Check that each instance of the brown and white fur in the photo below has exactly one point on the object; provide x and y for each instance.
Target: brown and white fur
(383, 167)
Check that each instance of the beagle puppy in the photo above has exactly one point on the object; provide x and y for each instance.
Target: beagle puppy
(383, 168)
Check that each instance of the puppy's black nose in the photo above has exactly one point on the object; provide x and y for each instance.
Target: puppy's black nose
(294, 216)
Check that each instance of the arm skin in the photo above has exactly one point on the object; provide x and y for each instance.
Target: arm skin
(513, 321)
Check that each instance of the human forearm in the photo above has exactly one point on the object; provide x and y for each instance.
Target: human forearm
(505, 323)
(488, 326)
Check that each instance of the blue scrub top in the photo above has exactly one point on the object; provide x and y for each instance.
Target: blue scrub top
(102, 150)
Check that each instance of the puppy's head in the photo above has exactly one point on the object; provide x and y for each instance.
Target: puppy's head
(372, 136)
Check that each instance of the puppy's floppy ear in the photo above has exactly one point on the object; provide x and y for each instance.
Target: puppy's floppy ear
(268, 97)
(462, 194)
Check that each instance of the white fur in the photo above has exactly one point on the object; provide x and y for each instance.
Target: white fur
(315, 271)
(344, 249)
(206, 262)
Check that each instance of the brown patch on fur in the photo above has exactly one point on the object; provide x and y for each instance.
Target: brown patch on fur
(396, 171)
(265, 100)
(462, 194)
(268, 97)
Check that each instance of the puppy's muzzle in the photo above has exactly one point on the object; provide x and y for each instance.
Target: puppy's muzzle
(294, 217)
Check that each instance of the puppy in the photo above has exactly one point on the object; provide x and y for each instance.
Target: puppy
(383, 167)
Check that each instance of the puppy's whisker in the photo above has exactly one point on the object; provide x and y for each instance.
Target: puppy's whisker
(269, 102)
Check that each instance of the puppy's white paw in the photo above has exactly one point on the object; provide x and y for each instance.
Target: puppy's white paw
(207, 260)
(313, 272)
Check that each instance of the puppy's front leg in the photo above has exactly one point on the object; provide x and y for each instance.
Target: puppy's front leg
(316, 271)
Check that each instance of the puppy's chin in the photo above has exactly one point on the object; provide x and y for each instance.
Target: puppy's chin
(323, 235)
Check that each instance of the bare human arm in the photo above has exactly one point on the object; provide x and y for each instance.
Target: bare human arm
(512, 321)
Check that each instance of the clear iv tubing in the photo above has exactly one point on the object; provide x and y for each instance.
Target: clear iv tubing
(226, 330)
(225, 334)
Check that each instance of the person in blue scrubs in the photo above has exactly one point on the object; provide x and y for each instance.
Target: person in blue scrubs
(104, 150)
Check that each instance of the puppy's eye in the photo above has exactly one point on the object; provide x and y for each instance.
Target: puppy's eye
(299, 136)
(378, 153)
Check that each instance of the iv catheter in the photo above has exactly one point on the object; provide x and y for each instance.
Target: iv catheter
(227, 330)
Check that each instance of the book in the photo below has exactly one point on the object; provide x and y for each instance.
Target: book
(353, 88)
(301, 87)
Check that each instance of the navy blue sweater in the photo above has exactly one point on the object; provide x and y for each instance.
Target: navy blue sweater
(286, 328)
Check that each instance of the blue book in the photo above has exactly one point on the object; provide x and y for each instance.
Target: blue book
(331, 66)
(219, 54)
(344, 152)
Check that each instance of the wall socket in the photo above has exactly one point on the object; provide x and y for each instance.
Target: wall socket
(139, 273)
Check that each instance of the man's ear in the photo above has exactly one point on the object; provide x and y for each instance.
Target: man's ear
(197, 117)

--

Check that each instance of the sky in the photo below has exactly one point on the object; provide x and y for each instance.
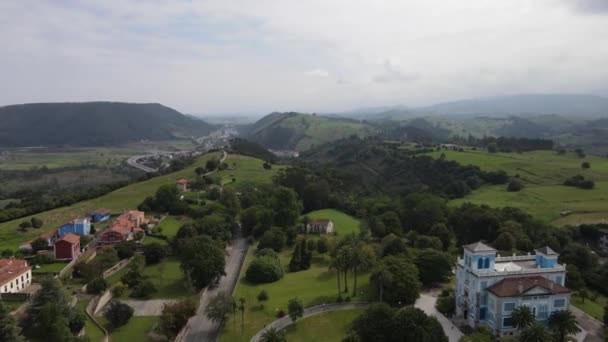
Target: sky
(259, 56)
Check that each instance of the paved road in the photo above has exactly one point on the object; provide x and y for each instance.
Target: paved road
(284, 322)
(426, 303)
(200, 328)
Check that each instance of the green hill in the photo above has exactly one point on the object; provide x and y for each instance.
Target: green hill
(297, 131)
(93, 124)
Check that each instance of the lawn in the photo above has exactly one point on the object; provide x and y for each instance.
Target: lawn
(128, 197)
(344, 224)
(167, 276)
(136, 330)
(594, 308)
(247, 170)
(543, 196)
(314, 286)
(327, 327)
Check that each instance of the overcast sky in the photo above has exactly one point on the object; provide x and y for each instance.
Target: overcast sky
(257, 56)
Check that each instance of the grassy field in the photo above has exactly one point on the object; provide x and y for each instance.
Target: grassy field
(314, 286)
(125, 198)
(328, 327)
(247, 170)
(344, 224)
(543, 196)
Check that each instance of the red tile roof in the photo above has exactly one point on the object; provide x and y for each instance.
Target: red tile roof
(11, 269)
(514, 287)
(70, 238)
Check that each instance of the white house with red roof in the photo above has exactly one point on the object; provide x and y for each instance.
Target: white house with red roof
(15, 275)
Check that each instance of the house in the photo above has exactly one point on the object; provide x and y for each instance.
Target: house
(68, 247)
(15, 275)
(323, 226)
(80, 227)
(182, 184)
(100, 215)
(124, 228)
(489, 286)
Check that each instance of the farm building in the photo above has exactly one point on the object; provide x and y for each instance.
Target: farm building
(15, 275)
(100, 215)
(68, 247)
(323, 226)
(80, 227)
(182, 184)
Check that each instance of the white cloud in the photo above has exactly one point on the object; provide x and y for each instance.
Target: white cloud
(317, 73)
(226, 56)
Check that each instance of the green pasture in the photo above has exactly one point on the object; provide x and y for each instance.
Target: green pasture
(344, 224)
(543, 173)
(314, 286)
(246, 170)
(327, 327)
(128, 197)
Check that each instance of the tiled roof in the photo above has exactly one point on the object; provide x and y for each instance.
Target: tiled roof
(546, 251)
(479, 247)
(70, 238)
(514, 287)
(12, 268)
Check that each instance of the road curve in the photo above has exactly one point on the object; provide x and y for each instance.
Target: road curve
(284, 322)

▶ PROBLEM DETAILS
In the listing above, find each line where "below" occurs and copy it.

▶ OUTPUT OF THE TASK
Check that each instance of the brown and white fur in the photo below has exactly one point on the object; provide x and y for each instance.
Check that each instance of the book in the photo below has exactly one point on the object; provide x and y for each instance.
Check that each instance of the sky in the photo below has exactly one point on the object; provide x and y for each instance.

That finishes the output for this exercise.